- **Requirements**
Rewrite the material with "palmate leaf" renamed to "fan-shaped leaf", keeping everything else the same. Leave the pictures out.

- **Supplied material**
• • •
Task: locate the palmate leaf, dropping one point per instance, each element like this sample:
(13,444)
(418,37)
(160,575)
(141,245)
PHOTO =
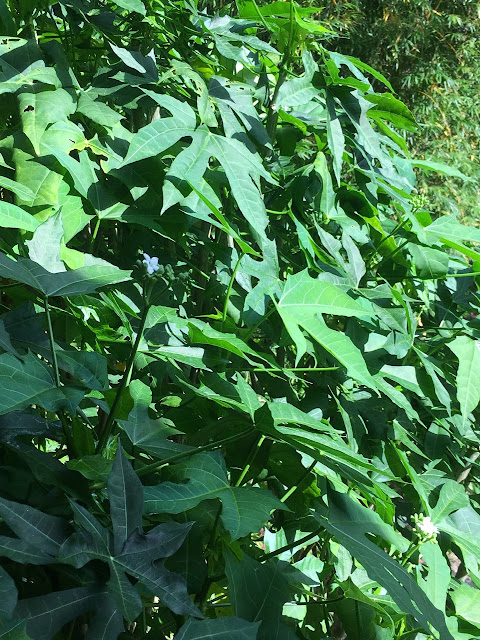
• • •
- **Result of this exercise**
Task: locate the fan-shaped leaf, dropping one point per instance, each element like this sample:
(13,444)
(418,37)
(160,575)
(141,245)
PHOTO =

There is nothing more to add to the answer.